▶ _FRAGMENT TEKSTU_
35stan 35stan
520
BLOG

KRK, Rosyjska Cerkiew Prawosławna i Patriarchat Konstantynopola a NWO

35stan 35stan Polityka Obserwuj notkę 12



Uważam, po wielu latach przyglądania się geopolityce, że tak jak Rosyjska Cerkiew Prawosławna została podporządkowana kiedyś sowieckiemu imperium a obecnie służy odradzającemu się mocarstwu Rosji, tak KRK został podporządkowany interesom globalnej mafii banksterskiej z londyńskiego City, z European Central Bank we Frankfurcie nad Menem w Niemczech a zwłaszcza z Wall Street w NY.

Ostatnio dowiedzieliśmy się, że i wpływy tej mafii dosięgły Patriarchatu Konstantynopolskiego, którego wciągnięto do rozgrywek geopolitycznych ery postresetowej..

7.09.2018 roku patriarcha konstantynopolski Bartłomiej naznaczył swoich egzarchów (biskupów - namiestników) w Kijowie. Ich misją jest zbudowanie struktur cerkiewnych niezależnych od Rosyjskiej Cerkwi Prawosławnej, co oznacza potężną klęskę Kremla i patriarchatu moskiewskiego, który traci Ukrainę, gdzie posiada czwartą część wszystkich swych parafii i skąd płyną do niego ogromne fundusze.

Władymir Legojda, rzecznik patriarchatu, ocenił decyzję Bartłomieja jako „wtargnięcie na obszar kanoniczny” Cerkwi rosyjskiej i zapowiedział, że Moskwa nie pozostawi tego posunięcia „bez odpowiedzi”.

Projekt NWO, którego podwaliny stworzył Hrabia Ryszard Mikołaj Coudenhove Kalergi a swoje idee i plany zawarł w książce "Praktyczny idealizm" [Practical Idealism] wydanej w 1925 roku w Wiedniu.

Wcześniej, bo w 1922 roku założył w Wiedniu ruch „pan-europejski”, którego celem było ustanowienie Nowego Porządku Świata(NWO), opartego na federacji krajów, pod kierownictwem Stanów Zjednoczonych.

Do pierwszych zwolenników należeli czescy politycy Tomáš Masaryk i Edvard Beneš, oraz bankier Max Warburg, który zainwestował pierwsze 60.000 marek. Austriacki kanclerz Ignaz Seipel i następny prezydent Austrii, Karl Renner, wzięli na siebie odpowiedzialność kierowania ruchem „pan-europejskim”. Później swoją pomoc zaoferowali francuscy politycy tacy jak Léon Bloum, Aristide Briand, Alcide De Gasperi i inni.

W książce Praktyczny idealizm [Practical Idealism], Kalergi pisze, że mieszkańcami przyszłych „Stanów Zjednoczonych Europy” nie będą narody starego kontynentu, a rodzaj podludzi, produkty mieszania ras. Wyraźnie oświadcza, że narody Europy powinny krzyżować się z azjatycką i kolorowymi rasami, tworząc wielonarodowe stado, bez żadnej jakości i łatwo kontrolowane przez elitę rządzącą.

▶ _WYODRĘBNIONY MATERIAŁ_
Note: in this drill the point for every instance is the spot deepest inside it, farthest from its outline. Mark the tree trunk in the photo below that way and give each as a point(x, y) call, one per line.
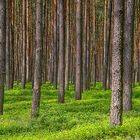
point(78, 50)
point(38, 63)
point(23, 43)
point(2, 51)
point(117, 64)
point(7, 47)
point(67, 70)
point(107, 45)
point(128, 52)
point(61, 52)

▶ _WYMAGANIA ĆWICZENIA_
1. Powiel z fragmentu tekstu wszystko od słów „7.09.2018 roku patriarcha” w dół aż po słowa „niego ogromne fundusze.”.
2. Wypisz wszystkie osoby wymienione we fragmencie tekstu w akapicie rozpoczynającym się słowami „Do pierwszych zwolenników należeli”.

▶ _PEŁNE ODPOWIEDZI_
1.
7.09.2018 roku patriarcha konstantynopolski Bartłomiej naznaczył swoich egzarchów (biskupów - namiestników) w Kijowie. Ich misją jest zbudowanie struktur cerkiewnych niezależnych od Rosyjskiej Cerkwi Prawosławnej, co oznacza potężną klęskę Kremla i patriarchatu moskiewskiego, który traci Ukrainę, gdzie posiada czwartą część wszystkich swych parafii i skąd płyną do niego ogromne fundusze.

2. Tomáš Masaryk, Edvard Beneš, Max Warburg, Ignaz Seipel, Karl Renner, Léon Bloum, Aristide Briand, Alcide De Gasperi